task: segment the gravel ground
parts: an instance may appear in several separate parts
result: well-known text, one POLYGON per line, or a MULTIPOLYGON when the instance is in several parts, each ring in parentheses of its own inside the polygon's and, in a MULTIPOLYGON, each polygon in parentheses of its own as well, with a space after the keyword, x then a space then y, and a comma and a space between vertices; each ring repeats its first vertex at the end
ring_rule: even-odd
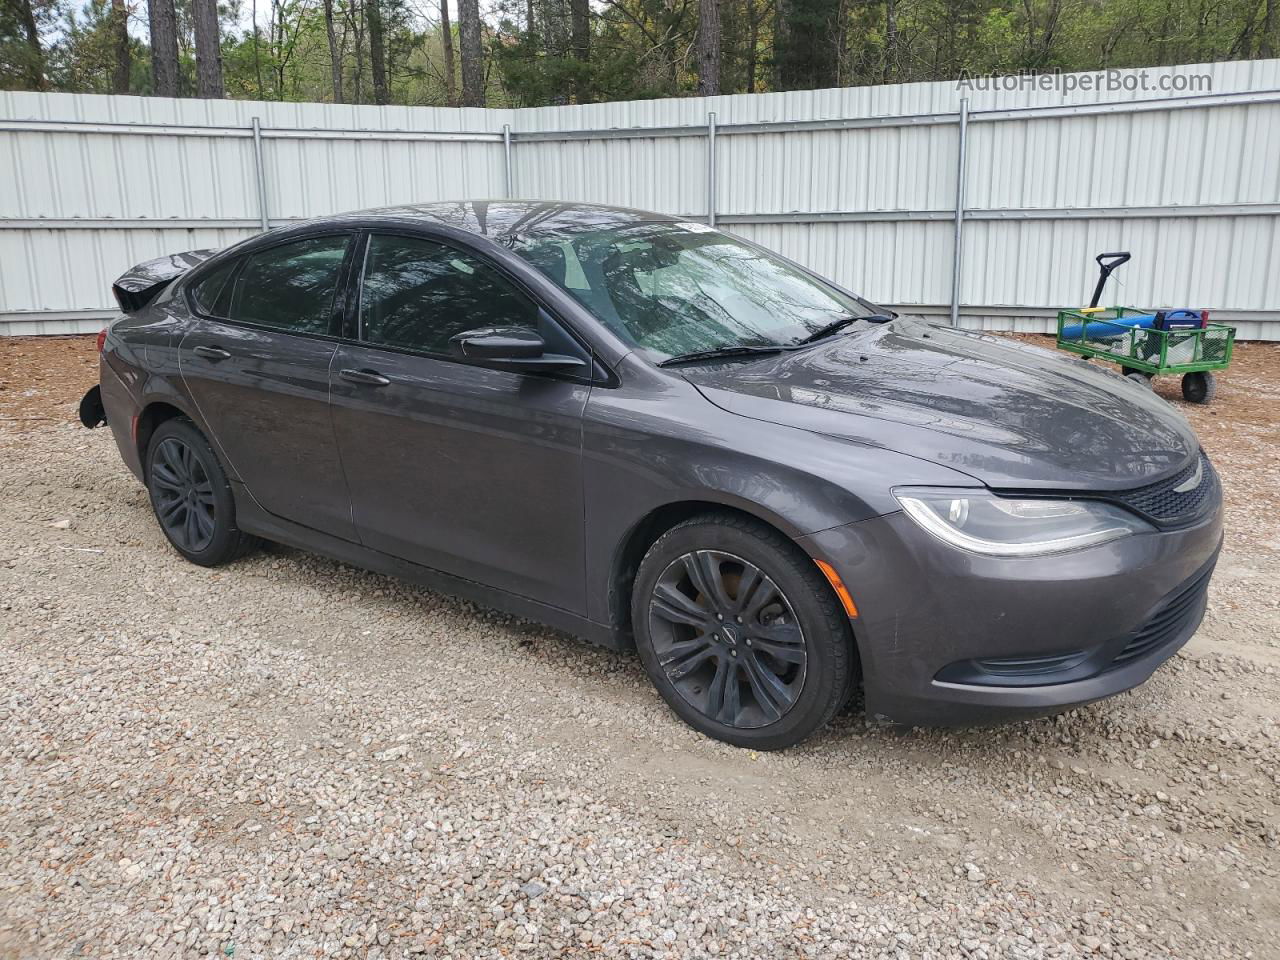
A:
POLYGON ((54 390, 0 424, 0 956, 1280 956, 1280 386, 1235 385, 1210 613, 1148 684, 784 754, 394 580, 185 564, 54 390))

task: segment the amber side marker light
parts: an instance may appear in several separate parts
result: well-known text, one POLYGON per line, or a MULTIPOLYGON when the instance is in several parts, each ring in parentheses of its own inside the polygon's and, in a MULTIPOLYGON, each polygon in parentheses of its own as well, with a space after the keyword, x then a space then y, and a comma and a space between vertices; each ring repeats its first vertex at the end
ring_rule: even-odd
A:
POLYGON ((827 578, 827 582, 831 584, 831 589, 836 592, 836 596, 840 598, 840 603, 844 606, 844 612, 851 619, 858 616, 858 605, 853 602, 853 597, 849 593, 849 588, 844 585, 844 581, 840 579, 840 574, 836 573, 835 567, 827 563, 825 560, 814 558, 814 563, 818 565, 818 569, 822 571, 822 575, 827 578))

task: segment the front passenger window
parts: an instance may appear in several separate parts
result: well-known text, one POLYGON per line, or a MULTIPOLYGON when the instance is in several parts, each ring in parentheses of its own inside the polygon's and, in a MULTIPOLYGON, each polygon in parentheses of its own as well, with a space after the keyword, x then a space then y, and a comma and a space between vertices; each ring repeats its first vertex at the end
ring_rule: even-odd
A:
POLYGON ((476 327, 538 325, 538 307, 484 261, 416 237, 372 236, 360 290, 366 343, 447 354, 476 327))

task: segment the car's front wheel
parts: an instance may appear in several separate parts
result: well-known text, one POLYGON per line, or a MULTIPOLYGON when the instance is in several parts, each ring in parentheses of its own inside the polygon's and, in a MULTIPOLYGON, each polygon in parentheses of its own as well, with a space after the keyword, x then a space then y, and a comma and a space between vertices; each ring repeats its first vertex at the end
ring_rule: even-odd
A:
POLYGON ((663 534, 636 574, 632 625, 663 699, 737 746, 799 743, 853 687, 853 636, 830 586, 794 543, 745 517, 663 534))
POLYGON ((231 484, 190 420, 166 420, 156 428, 147 445, 146 477, 160 529, 192 563, 214 567, 257 543, 236 526, 231 484))

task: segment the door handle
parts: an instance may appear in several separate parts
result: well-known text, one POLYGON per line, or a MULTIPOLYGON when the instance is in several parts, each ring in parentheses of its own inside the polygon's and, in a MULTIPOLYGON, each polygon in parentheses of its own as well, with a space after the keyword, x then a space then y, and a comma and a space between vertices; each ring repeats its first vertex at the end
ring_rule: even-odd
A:
POLYGON ((362 383, 369 387, 385 387, 391 382, 376 370, 340 370, 338 376, 348 383, 362 383))
POLYGON ((212 360, 214 363, 217 363, 219 360, 231 359, 231 354, 229 354, 226 350, 223 350, 221 347, 200 346, 200 347, 196 347, 191 352, 194 353, 197 357, 204 357, 206 360, 212 360))

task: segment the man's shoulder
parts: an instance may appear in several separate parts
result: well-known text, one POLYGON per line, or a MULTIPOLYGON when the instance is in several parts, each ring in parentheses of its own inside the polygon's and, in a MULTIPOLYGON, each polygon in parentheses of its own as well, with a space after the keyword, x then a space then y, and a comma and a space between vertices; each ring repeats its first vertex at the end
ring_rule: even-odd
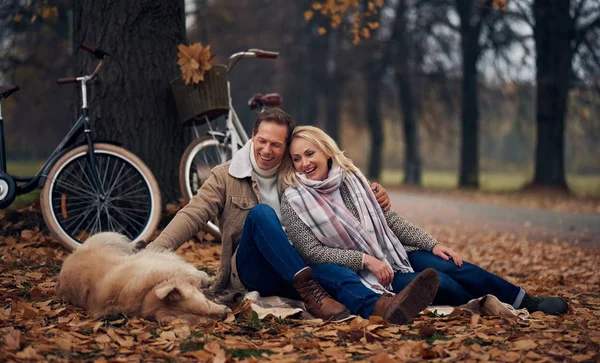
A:
POLYGON ((231 160, 224 162, 223 164, 219 164, 212 169, 212 172, 217 176, 226 176, 229 175, 229 166, 231 165, 231 160))

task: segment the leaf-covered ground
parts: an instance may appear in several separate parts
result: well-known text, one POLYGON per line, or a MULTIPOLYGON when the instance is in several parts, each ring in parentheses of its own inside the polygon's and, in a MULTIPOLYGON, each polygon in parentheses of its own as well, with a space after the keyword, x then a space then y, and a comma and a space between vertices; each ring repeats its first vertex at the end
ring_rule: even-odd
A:
MULTIPOLYGON (((265 319, 247 310, 205 326, 160 326, 134 317, 89 318, 54 296, 67 253, 47 235, 35 208, 0 220, 0 361, 576 361, 600 360, 600 251, 479 229, 425 225, 465 260, 531 293, 560 295, 571 311, 527 321, 420 316, 407 326, 356 318, 265 319)), ((213 273, 220 246, 179 250, 213 273)))

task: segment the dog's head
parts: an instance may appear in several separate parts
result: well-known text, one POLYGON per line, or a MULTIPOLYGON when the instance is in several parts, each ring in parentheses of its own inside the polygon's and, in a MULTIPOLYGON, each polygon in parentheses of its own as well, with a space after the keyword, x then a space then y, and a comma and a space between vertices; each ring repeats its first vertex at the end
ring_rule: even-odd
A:
POLYGON ((142 314, 154 317, 161 323, 175 319, 187 320, 191 324, 207 321, 207 317, 223 317, 231 310, 216 304, 190 282, 169 280, 154 288, 144 301, 142 314))

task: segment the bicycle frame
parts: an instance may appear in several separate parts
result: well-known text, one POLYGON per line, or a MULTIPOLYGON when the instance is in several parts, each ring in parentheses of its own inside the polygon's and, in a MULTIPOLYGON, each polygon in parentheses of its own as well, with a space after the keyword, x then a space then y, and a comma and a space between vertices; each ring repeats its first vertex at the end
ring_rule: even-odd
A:
MULTIPOLYGON (((48 172, 54 166, 55 162, 58 158, 67 150, 70 149, 71 146, 75 144, 77 138, 84 134, 85 142, 88 145, 88 161, 91 166, 92 180, 96 184, 96 187, 100 187, 100 178, 97 173, 96 168, 96 158, 94 156, 94 140, 92 138, 89 117, 88 117, 88 106, 87 106, 87 83, 93 79, 92 76, 84 76, 77 77, 77 81, 81 84, 81 94, 82 94, 82 114, 79 117, 79 120, 75 123, 75 125, 69 130, 67 135, 62 139, 62 141, 58 144, 56 149, 52 152, 50 157, 46 160, 44 165, 40 168, 40 170, 31 177, 20 177, 14 176, 13 179, 15 182, 21 183, 16 186, 16 194, 21 195, 28 193, 32 190, 39 189, 43 187, 44 182, 46 181, 46 177, 48 176, 48 172)), ((0 105, 1 107, 1 105, 0 105)), ((6 172, 6 151, 4 148, 4 127, 2 121, 2 114, 0 109, 0 171, 6 172)))
MULTIPOLYGON (((229 60, 227 62, 227 73, 229 73, 233 69, 237 61, 243 57, 277 58, 278 54, 279 53, 267 52, 260 49, 250 49, 247 52, 235 53, 229 57, 229 60)), ((218 135, 222 137, 226 142, 228 141, 231 145, 231 155, 234 155, 239 150, 239 146, 246 144, 246 142, 248 142, 250 138, 248 137, 244 126, 242 126, 242 123, 240 122, 240 118, 238 117, 237 113, 235 112, 235 109, 233 108, 233 98, 231 97, 231 82, 229 81, 229 78, 227 79, 227 97, 229 97, 229 112, 227 115, 225 133, 212 131, 210 121, 208 119, 206 119, 206 121, 209 125, 209 128, 211 128, 209 135, 212 135, 213 138, 215 138, 215 136, 218 135), (230 138, 231 140, 228 140, 228 138, 230 138)), ((198 137, 198 132, 197 130, 195 131, 196 137, 198 137)), ((223 157, 223 159, 225 158, 223 157)))
POLYGON ((231 98, 231 84, 227 80, 227 95, 229 96, 229 116, 227 117, 227 129, 231 130, 231 155, 238 151, 239 145, 244 145, 250 139, 240 119, 233 108, 233 99, 231 98))

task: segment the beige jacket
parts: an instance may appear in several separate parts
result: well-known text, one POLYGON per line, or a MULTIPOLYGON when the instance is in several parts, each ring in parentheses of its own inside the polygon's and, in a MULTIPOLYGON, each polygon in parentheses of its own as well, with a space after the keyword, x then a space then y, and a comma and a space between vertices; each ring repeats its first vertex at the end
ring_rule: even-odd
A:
========================================
• **Your instructions**:
Everything from the line with "task: segment the man's shoulder" down to the line with "task: segment the bicycle frame" in the data above should be copied exactly, with both end lines kept and the pictures left out.

• **Task result**:
task: segment the man's shoulder
parts: an instance may appear in several separate parts
result: well-known text, one POLYGON per line, or a MULTIPOLYGON when the instance is in several parts, each ring in parentheses of its own inside the polygon's and, in a MULTIPOLYGON, each polygon in parentheses of its own as well, with a space after the keyword, x then a space then y, and a comma and a space between vertices; each ring repeats its first vertex at the end
ring_rule: even-odd
A:
POLYGON ((231 160, 224 162, 223 164, 219 164, 212 169, 212 172, 217 176, 226 176, 229 175, 229 166, 231 165, 231 160))

task: segment the leaf-covered ground
parts: an instance may appear in several separate parts
result: well-known text, one POLYGON per line, or a MULTIPOLYGON when the instance is in several parts, each ring in parentheses of its own inside the polygon's and, in a MULTIPOLYGON, each polygon in parentheses of its own as well, with a space after the keyword, x then a space then y, and a comma and a space between vertices; each ring repeats its first vertex at the end
ring_rule: even-odd
A:
MULTIPOLYGON (((265 319, 247 310, 205 326, 160 326, 134 317, 89 318, 54 296, 67 253, 47 235, 35 208, 0 220, 0 361, 576 361, 600 360, 600 251, 479 229, 425 225, 465 260, 531 293, 560 295, 571 311, 527 321, 420 316, 407 326, 356 318, 265 319)), ((213 273, 220 246, 179 250, 213 273)))

task: segment the dog's head
parts: an instance may appear in several separate parts
result: well-known text, one POLYGON per line, or a MULTIPOLYGON when the instance is in several parts, each ring in parentheses of its own inside the polygon's and, in a MULTIPOLYGON, each polygon in parentheses of its own as well, with a space after the keyword, x then a space then y, and a comma and a space between vertices; each ring repeats its first vertex at the end
ring_rule: even-odd
A:
POLYGON ((142 314, 154 317, 161 323, 175 319, 187 320, 191 324, 207 321, 207 317, 223 317, 231 310, 216 304, 190 282, 169 280, 154 288, 144 301, 142 314))

task: segment the bicycle frame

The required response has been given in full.